_Exercise aim_: From the line containing "in: indicate the blue sweater, one" down to the final entry below, restate each line word for word.
[Start of Attachment]
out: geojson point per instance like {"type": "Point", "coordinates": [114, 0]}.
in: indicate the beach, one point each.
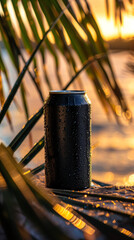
{"type": "Point", "coordinates": [112, 145]}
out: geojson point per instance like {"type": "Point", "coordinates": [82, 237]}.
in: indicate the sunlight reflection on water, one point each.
{"type": "Point", "coordinates": [113, 145]}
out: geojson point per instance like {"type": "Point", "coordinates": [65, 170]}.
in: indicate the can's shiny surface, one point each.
{"type": "Point", "coordinates": [67, 116]}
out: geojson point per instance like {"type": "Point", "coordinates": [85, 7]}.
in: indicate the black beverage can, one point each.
{"type": "Point", "coordinates": [67, 118]}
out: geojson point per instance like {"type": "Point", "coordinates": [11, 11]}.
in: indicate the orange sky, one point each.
{"type": "Point", "coordinates": [107, 26]}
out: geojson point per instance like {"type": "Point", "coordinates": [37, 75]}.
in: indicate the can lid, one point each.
{"type": "Point", "coordinates": [67, 92]}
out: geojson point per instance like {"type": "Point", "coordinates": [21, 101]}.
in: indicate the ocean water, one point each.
{"type": "Point", "coordinates": [112, 145]}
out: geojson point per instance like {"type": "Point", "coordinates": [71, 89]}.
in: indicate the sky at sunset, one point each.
{"type": "Point", "coordinates": [107, 25]}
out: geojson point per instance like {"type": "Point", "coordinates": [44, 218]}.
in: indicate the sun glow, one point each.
{"type": "Point", "coordinates": [107, 26]}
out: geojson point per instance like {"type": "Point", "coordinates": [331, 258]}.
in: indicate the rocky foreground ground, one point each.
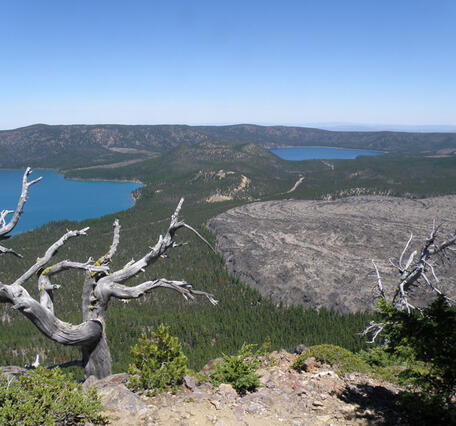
{"type": "Point", "coordinates": [318, 253]}
{"type": "Point", "coordinates": [315, 397]}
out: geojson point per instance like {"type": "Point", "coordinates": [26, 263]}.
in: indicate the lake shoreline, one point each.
{"type": "Point", "coordinates": [72, 199]}
{"type": "Point", "coordinates": [323, 146]}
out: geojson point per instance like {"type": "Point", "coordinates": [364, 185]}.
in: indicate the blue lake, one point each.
{"type": "Point", "coordinates": [320, 153]}
{"type": "Point", "coordinates": [55, 198]}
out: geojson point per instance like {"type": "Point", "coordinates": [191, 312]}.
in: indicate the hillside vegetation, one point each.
{"type": "Point", "coordinates": [213, 178]}
{"type": "Point", "coordinates": [70, 146]}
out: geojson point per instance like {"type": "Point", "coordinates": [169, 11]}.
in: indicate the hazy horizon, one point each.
{"type": "Point", "coordinates": [203, 62]}
{"type": "Point", "coordinates": [348, 127]}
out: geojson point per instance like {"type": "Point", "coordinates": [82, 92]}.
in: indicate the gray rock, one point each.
{"type": "Point", "coordinates": [13, 371]}
{"type": "Point", "coordinates": [317, 253]}
{"type": "Point", "coordinates": [118, 397]}
{"type": "Point", "coordinates": [300, 349]}
{"type": "Point", "coordinates": [190, 382]}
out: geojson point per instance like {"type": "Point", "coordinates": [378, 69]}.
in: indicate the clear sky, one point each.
{"type": "Point", "coordinates": [220, 62]}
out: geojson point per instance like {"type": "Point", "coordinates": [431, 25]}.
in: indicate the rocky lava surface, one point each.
{"type": "Point", "coordinates": [318, 253]}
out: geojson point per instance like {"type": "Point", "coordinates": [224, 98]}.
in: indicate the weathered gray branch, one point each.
{"type": "Point", "coordinates": [414, 273]}
{"type": "Point", "coordinates": [47, 322]}
{"type": "Point", "coordinates": [8, 227]}
{"type": "Point", "coordinates": [45, 286]}
{"type": "Point", "coordinates": [50, 252]}
{"type": "Point", "coordinates": [4, 250]}
{"type": "Point", "coordinates": [115, 243]}
{"type": "Point", "coordinates": [120, 291]}
{"type": "Point", "coordinates": [99, 286]}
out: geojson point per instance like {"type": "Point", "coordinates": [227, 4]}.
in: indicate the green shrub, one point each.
{"type": "Point", "coordinates": [159, 362]}
{"type": "Point", "coordinates": [378, 356]}
{"type": "Point", "coordinates": [342, 360]}
{"type": "Point", "coordinates": [47, 397]}
{"type": "Point", "coordinates": [239, 370]}
{"type": "Point", "coordinates": [428, 338]}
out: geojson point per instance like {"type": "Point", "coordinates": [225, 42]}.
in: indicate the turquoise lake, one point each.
{"type": "Point", "coordinates": [320, 153]}
{"type": "Point", "coordinates": [55, 198]}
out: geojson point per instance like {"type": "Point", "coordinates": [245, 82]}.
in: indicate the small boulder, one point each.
{"type": "Point", "coordinates": [310, 364]}
{"type": "Point", "coordinates": [120, 398]}
{"type": "Point", "coordinates": [13, 371]}
{"type": "Point", "coordinates": [210, 366]}
{"type": "Point", "coordinates": [300, 349]}
{"type": "Point", "coordinates": [190, 382]}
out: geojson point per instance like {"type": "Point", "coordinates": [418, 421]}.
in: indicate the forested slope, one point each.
{"type": "Point", "coordinates": [70, 146]}
{"type": "Point", "coordinates": [236, 174]}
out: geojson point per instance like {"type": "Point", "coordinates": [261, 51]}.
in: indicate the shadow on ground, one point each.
{"type": "Point", "coordinates": [381, 406]}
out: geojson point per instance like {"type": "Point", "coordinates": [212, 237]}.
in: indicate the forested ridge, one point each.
{"type": "Point", "coordinates": [70, 146]}
{"type": "Point", "coordinates": [198, 173]}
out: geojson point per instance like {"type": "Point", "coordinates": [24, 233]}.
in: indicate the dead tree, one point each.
{"type": "Point", "coordinates": [100, 285]}
{"type": "Point", "coordinates": [418, 270]}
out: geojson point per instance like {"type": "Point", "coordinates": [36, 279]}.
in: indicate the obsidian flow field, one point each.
{"type": "Point", "coordinates": [318, 253]}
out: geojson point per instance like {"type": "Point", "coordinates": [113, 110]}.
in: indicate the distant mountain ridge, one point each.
{"type": "Point", "coordinates": [68, 146]}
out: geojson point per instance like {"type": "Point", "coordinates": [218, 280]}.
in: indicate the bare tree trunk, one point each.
{"type": "Point", "coordinates": [100, 286]}
{"type": "Point", "coordinates": [96, 359]}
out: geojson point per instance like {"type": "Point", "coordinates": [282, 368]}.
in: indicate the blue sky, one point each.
{"type": "Point", "coordinates": [214, 62]}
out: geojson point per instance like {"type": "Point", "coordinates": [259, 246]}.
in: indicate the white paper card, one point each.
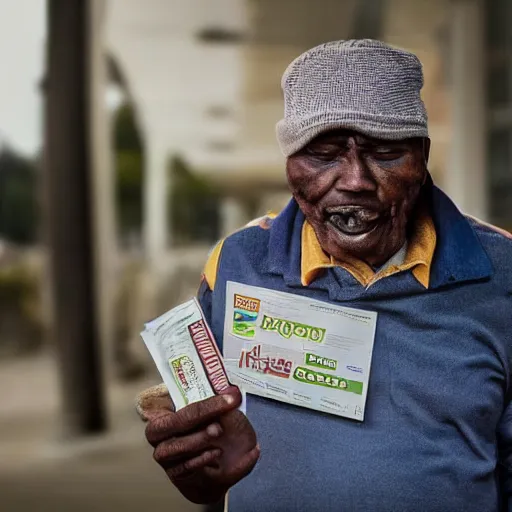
{"type": "Point", "coordinates": [298, 350]}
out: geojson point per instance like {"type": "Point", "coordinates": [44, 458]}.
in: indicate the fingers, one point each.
{"type": "Point", "coordinates": [164, 426]}
{"type": "Point", "coordinates": [194, 464]}
{"type": "Point", "coordinates": [153, 402]}
{"type": "Point", "coordinates": [240, 470]}
{"type": "Point", "coordinates": [168, 452]}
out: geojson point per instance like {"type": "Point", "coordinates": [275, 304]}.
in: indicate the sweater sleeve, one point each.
{"type": "Point", "coordinates": [504, 435]}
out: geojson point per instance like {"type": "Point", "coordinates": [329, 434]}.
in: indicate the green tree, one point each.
{"type": "Point", "coordinates": [129, 163]}
{"type": "Point", "coordinates": [194, 206]}
{"type": "Point", "coordinates": [19, 208]}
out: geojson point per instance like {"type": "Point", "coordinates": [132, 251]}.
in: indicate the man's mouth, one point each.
{"type": "Point", "coordinates": [353, 220]}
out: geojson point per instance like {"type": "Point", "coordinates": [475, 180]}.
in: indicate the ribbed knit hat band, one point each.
{"type": "Point", "coordinates": [362, 85]}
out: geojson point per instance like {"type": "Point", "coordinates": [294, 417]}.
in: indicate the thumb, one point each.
{"type": "Point", "coordinates": [154, 402]}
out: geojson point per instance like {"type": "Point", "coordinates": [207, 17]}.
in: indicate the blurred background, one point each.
{"type": "Point", "coordinates": [133, 135]}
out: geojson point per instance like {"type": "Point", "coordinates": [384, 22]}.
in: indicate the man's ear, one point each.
{"type": "Point", "coordinates": [426, 149]}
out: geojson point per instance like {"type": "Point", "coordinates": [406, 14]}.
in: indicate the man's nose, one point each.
{"type": "Point", "coordinates": [354, 175]}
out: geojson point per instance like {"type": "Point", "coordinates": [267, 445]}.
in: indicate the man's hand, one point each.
{"type": "Point", "coordinates": [205, 448]}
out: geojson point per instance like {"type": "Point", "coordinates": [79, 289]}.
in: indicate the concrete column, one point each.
{"type": "Point", "coordinates": [465, 179]}
{"type": "Point", "coordinates": [234, 215]}
{"type": "Point", "coordinates": [102, 180]}
{"type": "Point", "coordinates": [156, 187]}
{"type": "Point", "coordinates": [70, 217]}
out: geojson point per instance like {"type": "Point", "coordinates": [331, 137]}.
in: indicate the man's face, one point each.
{"type": "Point", "coordinates": [358, 192]}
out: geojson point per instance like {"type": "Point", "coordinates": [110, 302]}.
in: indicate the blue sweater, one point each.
{"type": "Point", "coordinates": [437, 434]}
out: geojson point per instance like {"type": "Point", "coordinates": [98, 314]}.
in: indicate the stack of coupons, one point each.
{"type": "Point", "coordinates": [184, 350]}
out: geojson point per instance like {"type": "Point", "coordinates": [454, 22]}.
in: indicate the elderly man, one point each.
{"type": "Point", "coordinates": [368, 229]}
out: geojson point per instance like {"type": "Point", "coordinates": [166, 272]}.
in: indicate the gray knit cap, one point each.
{"type": "Point", "coordinates": [362, 85]}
[End of Attachment]
_Reply_:
in: indicate the blue sweater, one point each.
{"type": "Point", "coordinates": [437, 434]}
out: geojson point per instance like {"type": "Point", "coordinates": [98, 314]}.
in: indicate the stack of coupons, one point each.
{"type": "Point", "coordinates": [184, 350]}
out: geojson point per instance like {"type": "Point", "coordinates": [454, 22]}.
in: indicate the elderly man, one point each.
{"type": "Point", "coordinates": [368, 229]}
out: geojson point per instance like {"type": "Point", "coordinates": [166, 272]}.
in: indicate the gray knit cap, one point each.
{"type": "Point", "coordinates": [362, 85]}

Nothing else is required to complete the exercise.